§ **What to produce**
Lift out, unaltered, the lines of the material below between the line holding "Every <instance> block" and the line holding "positive clicks: (462, 95)", counting both.

§ **Input data**
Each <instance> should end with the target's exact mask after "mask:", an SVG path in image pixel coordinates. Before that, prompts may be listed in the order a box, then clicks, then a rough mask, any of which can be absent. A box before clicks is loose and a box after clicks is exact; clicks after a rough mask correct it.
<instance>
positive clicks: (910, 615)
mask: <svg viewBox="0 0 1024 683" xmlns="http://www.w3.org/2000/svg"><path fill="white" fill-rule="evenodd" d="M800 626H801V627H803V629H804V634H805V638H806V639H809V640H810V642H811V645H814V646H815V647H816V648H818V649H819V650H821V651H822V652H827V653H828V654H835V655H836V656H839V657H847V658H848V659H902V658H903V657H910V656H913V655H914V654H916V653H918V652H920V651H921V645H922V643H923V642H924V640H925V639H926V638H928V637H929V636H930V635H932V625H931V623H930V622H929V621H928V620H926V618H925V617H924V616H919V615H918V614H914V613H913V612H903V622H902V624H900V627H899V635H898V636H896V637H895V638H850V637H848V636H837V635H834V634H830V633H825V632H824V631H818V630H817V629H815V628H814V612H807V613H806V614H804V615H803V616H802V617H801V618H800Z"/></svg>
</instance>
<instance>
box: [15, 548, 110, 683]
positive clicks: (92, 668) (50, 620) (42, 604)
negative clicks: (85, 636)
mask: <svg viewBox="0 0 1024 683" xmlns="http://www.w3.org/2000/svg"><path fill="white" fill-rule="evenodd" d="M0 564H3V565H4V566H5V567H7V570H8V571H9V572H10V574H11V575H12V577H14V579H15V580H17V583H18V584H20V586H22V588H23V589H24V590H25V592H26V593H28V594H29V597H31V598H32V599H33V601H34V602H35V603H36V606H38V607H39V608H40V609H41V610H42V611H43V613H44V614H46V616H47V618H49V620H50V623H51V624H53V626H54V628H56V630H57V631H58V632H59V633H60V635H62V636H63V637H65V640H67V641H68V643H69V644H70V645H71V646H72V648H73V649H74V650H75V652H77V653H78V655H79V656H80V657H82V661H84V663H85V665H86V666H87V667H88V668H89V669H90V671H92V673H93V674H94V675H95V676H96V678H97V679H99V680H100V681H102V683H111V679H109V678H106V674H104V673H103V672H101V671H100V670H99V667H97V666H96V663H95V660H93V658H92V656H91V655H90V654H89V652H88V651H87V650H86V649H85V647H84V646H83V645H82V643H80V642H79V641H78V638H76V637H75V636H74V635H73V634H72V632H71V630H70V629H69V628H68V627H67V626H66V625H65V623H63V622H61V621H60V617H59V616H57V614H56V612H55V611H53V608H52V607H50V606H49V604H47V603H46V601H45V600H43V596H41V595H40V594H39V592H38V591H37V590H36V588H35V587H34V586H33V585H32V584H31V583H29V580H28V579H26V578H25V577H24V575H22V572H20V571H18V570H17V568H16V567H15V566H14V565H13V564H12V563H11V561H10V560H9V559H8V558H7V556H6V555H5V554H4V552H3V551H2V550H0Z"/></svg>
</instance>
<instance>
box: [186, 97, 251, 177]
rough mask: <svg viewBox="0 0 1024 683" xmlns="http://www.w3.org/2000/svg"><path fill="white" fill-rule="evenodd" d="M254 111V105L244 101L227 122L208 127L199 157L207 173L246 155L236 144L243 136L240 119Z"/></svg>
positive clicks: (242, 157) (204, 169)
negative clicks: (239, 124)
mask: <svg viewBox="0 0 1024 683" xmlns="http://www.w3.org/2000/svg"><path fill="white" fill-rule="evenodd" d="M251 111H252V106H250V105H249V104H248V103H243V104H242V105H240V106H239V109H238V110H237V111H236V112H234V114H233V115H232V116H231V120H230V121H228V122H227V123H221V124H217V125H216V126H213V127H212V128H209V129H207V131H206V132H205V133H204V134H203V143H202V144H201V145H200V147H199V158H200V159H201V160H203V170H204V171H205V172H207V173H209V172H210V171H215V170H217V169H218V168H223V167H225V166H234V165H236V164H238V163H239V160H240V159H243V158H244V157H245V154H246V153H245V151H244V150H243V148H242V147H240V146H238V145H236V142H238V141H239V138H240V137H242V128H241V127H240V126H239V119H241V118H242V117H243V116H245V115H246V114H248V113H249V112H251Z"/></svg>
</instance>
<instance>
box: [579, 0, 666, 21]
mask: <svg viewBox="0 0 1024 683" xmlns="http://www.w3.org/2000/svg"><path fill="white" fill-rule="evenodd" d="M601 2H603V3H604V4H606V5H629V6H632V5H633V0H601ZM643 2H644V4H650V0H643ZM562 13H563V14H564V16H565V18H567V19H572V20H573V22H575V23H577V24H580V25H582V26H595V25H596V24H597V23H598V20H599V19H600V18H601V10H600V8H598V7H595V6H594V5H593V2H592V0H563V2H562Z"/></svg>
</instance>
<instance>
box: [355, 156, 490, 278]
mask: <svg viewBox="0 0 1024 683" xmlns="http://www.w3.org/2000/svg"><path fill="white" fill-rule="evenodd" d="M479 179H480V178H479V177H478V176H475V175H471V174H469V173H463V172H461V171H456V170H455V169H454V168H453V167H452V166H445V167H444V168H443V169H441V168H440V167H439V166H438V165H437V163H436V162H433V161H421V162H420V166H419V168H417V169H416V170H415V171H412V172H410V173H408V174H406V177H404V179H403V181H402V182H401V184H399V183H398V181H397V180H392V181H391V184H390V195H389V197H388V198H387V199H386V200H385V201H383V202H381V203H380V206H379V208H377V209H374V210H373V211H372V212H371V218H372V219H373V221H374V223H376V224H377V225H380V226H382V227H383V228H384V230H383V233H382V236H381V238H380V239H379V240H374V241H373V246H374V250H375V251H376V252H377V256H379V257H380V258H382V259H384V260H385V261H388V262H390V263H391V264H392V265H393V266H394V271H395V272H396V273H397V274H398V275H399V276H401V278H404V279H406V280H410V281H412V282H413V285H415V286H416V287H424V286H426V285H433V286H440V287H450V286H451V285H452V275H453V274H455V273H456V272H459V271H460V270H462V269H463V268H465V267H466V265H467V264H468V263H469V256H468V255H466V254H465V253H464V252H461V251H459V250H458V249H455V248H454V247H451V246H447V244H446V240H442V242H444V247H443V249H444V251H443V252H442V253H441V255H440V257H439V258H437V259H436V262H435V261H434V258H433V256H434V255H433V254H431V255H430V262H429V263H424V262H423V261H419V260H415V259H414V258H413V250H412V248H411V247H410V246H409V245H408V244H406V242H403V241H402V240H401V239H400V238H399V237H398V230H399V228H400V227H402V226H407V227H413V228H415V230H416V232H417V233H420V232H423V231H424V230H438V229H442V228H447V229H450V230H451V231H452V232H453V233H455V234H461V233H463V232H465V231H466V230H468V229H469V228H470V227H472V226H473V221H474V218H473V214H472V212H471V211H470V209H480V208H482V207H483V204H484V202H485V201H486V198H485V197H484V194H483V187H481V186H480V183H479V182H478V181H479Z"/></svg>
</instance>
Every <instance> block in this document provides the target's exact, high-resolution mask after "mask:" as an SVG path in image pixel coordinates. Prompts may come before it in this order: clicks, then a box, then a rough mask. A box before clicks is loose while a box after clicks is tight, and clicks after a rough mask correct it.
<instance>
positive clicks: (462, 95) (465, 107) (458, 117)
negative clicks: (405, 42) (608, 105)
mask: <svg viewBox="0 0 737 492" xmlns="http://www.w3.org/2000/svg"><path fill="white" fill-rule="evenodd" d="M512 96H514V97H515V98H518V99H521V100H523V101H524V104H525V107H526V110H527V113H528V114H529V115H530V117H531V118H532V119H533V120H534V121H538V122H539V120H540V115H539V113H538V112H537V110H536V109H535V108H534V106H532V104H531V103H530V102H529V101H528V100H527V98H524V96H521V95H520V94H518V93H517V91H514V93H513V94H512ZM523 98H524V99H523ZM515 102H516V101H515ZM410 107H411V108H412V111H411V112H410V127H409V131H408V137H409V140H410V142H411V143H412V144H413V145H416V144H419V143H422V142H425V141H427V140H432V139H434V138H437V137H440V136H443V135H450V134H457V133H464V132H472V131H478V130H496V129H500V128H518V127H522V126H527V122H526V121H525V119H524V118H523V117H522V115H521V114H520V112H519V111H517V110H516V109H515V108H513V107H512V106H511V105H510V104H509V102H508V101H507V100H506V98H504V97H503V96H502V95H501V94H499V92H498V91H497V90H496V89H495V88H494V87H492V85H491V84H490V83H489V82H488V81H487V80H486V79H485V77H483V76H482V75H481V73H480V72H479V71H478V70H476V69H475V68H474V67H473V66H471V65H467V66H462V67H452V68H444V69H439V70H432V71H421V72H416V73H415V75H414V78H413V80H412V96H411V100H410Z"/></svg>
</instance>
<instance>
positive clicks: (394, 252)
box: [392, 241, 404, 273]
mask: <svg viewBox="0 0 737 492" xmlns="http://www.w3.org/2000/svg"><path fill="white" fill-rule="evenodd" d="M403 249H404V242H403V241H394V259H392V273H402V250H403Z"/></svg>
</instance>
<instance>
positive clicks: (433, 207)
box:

§ **Written response**
Every <instance> block in this document provides the target's exact, high-resolution mask after "mask:" as an SVG path in image pixel coordinates. Prompts may come before it in this order: clicks, then a box, then a rough mask. A box before clicks is loose while a box after clicks is tight, and clicks after a rough mask correct it.
<instance>
positive clicks: (462, 95) (465, 107) (458, 117)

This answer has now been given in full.